Document section —
*****

527–565: Constantinople in the Age of Justinian 

The emperor Justinian I (527–565) was known for his successes in war, for his legal reforms and for his public works. It was from Constantinople that his expedition for the reconquest of the former Diocese of Africa set sail on or about 21 June 533. Before their departure, the ship of the commander Belisarius was anchored in front of the Imperial palace, and the Patriarch offered prayers for the success of the enterprise. After the victory, in 534, the Temple treasure of Jerusalem, looted by the Romans in AD 70 and taken to Carthage by the Vandals after their sack of Rome in 455, was brought to Constantinople and deposited for a time, perhaps in the Church of St Polyeuctus, before being returned to Jerusalem in either the Church of the Resurrection or the New Church.

Chariot-racing had been important in Rome for centuries. In Constantinople, the hippodrome became over time increasingly a place of political significance. It was where (as a shadow of the popular elections of old Rome) the people by acclamation showed their approval of a new emperor, and also where they openly criticized the government, or clamoured for the removal of unpopular ministers. In the time of Justinian, public order in Constantinople became a critical political issue.

Throughout the late Roman and early Byzantine periods, Christianity was resolving fundamental questions of identity, and the dispute between the orthodox and the monophysites became the cause of serious disorder, expressed through allegiance to the chariot-racing parties of the Blues and the Greens. The partisans of the Blues and the Greens were said to affect untrimmed facial hair, head hair shaved at the front and grown long at the back, and wide-sleeved tunics tight at the wrist; and to form gangs to engage in night-time muggings and street violence. At last these disorders took the form of a major rebellion of 532, known as the "Nika" riots (from the battle-cry of "Conquer!" of those involved).

*****

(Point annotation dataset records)

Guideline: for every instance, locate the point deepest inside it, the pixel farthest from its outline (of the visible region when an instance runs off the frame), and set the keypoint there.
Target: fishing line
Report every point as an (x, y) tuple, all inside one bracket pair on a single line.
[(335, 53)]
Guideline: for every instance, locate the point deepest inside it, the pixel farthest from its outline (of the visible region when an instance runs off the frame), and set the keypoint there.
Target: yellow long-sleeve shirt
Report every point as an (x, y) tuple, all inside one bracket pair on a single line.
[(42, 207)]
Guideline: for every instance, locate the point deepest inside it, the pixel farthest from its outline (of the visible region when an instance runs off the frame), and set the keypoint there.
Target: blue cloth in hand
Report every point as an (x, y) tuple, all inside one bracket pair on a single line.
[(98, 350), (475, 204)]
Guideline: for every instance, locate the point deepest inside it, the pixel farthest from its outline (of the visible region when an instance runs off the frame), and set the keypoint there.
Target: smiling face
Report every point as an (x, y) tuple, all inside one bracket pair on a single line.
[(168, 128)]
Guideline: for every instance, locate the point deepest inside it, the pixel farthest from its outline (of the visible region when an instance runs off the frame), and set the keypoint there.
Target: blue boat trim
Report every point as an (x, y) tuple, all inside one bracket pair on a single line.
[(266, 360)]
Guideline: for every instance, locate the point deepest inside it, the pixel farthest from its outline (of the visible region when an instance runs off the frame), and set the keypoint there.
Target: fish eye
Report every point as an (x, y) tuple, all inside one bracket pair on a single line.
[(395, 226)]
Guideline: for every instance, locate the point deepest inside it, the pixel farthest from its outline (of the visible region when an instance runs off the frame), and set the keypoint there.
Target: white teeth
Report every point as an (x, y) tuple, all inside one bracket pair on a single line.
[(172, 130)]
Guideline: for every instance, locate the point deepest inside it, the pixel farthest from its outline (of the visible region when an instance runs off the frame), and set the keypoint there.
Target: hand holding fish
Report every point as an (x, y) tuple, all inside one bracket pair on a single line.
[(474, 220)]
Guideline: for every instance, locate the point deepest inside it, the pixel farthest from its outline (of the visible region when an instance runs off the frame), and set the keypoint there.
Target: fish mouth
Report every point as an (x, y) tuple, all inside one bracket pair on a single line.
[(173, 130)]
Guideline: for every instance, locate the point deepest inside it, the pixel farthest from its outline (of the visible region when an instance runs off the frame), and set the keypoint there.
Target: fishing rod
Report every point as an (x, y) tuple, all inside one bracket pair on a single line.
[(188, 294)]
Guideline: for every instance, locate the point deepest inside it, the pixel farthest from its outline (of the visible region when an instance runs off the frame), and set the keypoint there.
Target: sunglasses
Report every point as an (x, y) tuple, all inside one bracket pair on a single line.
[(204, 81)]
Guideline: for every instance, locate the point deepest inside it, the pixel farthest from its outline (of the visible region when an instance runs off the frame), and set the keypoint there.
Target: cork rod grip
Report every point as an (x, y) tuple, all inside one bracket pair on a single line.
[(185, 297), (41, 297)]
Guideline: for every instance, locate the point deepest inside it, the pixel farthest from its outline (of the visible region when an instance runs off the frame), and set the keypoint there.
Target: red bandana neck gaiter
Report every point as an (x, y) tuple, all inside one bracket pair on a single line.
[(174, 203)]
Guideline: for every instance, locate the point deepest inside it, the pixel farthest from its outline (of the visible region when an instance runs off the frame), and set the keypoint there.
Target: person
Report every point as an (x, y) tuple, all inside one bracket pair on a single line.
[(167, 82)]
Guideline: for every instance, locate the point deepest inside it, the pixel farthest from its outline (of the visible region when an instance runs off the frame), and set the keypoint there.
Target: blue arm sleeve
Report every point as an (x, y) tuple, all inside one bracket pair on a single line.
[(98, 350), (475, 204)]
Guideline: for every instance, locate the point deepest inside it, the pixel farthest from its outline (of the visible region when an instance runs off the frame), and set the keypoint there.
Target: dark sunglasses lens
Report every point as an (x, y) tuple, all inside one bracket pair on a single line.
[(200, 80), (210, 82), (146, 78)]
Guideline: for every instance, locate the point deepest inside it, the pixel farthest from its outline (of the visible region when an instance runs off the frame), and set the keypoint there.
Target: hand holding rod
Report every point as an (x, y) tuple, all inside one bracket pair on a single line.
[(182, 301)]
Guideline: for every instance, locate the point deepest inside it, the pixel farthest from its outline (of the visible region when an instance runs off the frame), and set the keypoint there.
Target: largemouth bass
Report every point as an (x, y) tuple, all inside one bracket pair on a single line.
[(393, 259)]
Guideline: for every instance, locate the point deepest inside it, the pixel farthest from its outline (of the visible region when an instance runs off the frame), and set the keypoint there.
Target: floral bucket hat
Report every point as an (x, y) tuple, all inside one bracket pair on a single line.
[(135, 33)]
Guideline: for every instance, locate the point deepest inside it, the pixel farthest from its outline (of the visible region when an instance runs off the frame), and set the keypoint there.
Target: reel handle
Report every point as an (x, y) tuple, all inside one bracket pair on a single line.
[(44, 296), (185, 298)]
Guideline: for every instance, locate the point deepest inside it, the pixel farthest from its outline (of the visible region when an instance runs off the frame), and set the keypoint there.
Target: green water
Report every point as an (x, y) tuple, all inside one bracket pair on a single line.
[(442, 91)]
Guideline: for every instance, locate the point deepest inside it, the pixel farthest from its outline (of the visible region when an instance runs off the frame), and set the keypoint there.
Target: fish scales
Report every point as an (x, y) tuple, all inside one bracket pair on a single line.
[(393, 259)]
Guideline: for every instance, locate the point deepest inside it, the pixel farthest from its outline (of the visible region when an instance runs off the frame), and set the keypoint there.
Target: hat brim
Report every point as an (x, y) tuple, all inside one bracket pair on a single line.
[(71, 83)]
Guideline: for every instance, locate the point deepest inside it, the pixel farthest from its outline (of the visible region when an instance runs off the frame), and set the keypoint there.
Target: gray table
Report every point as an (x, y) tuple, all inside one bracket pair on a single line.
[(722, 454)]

*****

Required work —
1. According to the text on Justinian's Constantinople, on or about what date did the expedition to reconquer the former Diocese of Africa set sail?
2. Retype the stretch of the text on Justinian's Constantinople from "The emperor Justinian" through "the New Church.".

Solved problems —
1. On or about 21 June 533.

2.
The emperor Justinian I (527–565) was known for his successes in war, for his legal reforms and for his public works. It was from Constantinople that his expedition for the reconquest of the former Diocese of Africa set sail on or about 21 June 533. Before their departure, the ship of the commander Belisarius was anchored in front of the Imperial palace, and the Patriarch offered prayers for the success of the enterprise. After the victory, in 534, the Temple treasure of Jerusalem, looted by the Romans in AD 70 and taken to Carthage by the Vandals after their sack of Rome in 455, was brought to Constantinople and deposited for a time, perhaps in the Church of St Polyeuctus, before being returned to Jerusalem in either the Church of the Resurrection or the New Church.